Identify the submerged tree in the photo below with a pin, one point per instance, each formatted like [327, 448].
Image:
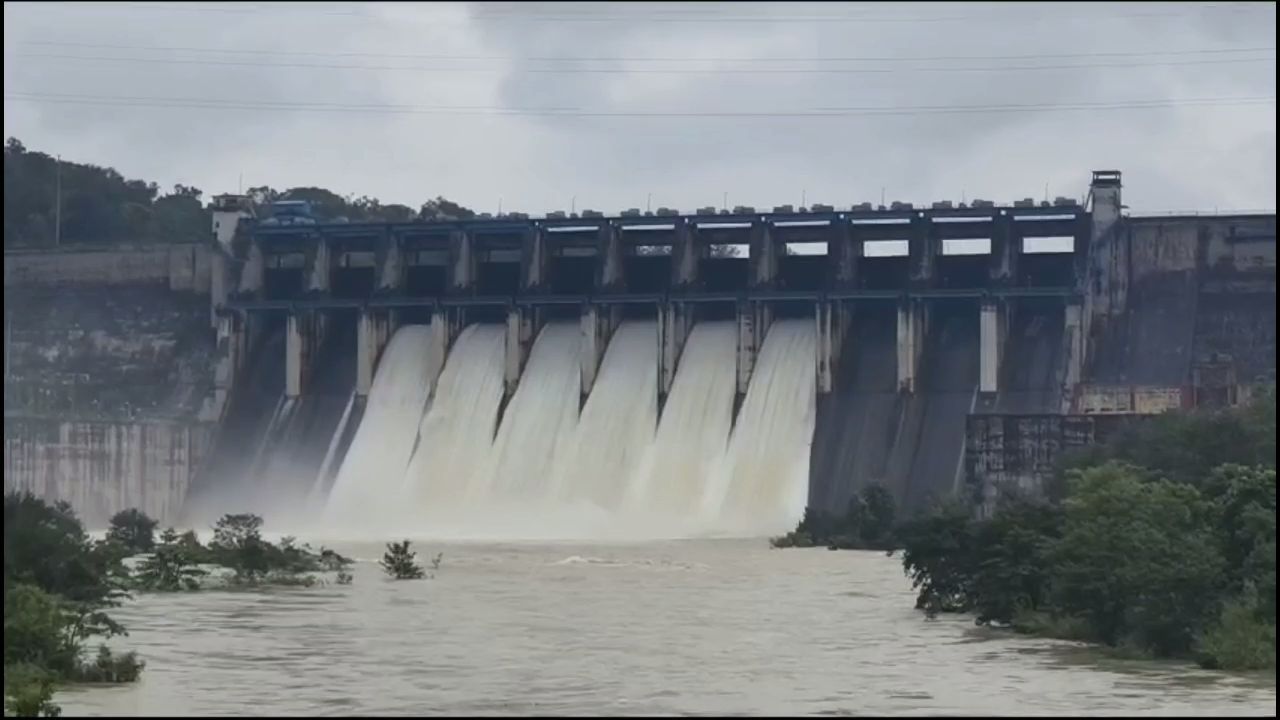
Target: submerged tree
[173, 566]
[133, 531]
[400, 563]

### Exercise objective:
Please reproduce the listing above verbatim, omitting the pictures.

### Task response:
Identify the submerged tree in the photo below with a pin, one point per instance, each formatted like [327, 448].
Image:
Target: submerged tree
[173, 566]
[133, 531]
[400, 563]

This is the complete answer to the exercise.